▸ FRAGMENTO PROPORCIONADO

Estimados seguidores de mi blog, reproduzco a continuación el artículo que escribí de homenaje al gran autor español de origami Ángel Écija, y que se publicó en el boletín extra de la Asociación Española de Papiroflexia correspondiente a agosto de 2010. Acompañaban al texto varias fotos que yo me mismo hice a Ángel en su casa, pero que por problemas técnicos no me es posible subir ahora al blog. Lo haré en cuanto pueda. Gracias por vuestra paciencia.
ÁNGEL ÉCIJA BLANCO. EL GENIO TRANQUILO
El nombre de Ángel Écija evoca en mí los primeros años de y en la Asociación Española de Papiroflexia, unos años que me gusta definir como “heroicos”. Nuestra Asociación, que había echado a andar definitivamente en marzo de 1982, aún contaba con pocos socios, la mayoría varones. Tenía mérito en aquellos ya lejanos tiempos apuntarse a un club de estas características, había que tener verdadera vocación por el plegado del papel, ni siquiera –o apenas- se pronunciaba la palabra “origami”, actualmente en boga. En aquellos años –no sé si felices, pero sí llenos de promesas- todo era papiroflexia, y en ese contexto, una vez incorporados los españoles plenamente a la imparable corriente mundial de la creación en este arte de las manos y de la cabeza lleno de belleza, emerge la figura de Ángel Écija Blanco. Se había asociado a la AEP a mediados de los ochenta, decidido a participar junto a los demás conocedores del plegado del papel, fueran los antiguos y venerables miembros poseedores de la sabiduría ancestral, o los nuevos talentos como él, en el esfuerzo común de un arte relativamente joven. Dispuesto a aportar toda su capacidad intelectual así como su entusiasmo a las inmensas posibilidades que este territorio ofrecía para la creación, a aceptar con plena normalidad cualquier reto, a recoger cualquier guante papirofléctico que quisiera lanzársele.

▸ SECCIÓN DE DATOS
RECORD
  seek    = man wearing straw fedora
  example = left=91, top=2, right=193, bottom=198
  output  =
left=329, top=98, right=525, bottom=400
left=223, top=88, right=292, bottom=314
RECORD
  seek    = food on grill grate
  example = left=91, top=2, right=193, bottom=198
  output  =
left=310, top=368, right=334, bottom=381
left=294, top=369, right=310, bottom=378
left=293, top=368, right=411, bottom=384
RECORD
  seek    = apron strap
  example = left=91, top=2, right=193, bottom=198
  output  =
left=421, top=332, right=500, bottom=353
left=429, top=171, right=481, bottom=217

▸ TU TAREA
Reproduce sin cambios el tramo del fragmento sobre Ángel Écija que va desde "Estimados seguidores de" hasta "por vuestra paciencia.". Apóyate únicamente en el fragmento.

▸ RESPUESTA
Estimados seguidores de mi blog, reproduzco a continuación el artículo que escribí de homenaje al gran autor español de origami Ángel Écija, y que se publicó en el boletín extra de la Asociación Española de Papiroflexia correspondiente a agosto de 2010. Acompañaban al texto varias fotos que yo me mismo hice a Ángel en su casa, pero que por problemas técnicos no me es posible subir ahora al blog. Lo haré en cuanto pueda. Gracias por vuestra paciencia.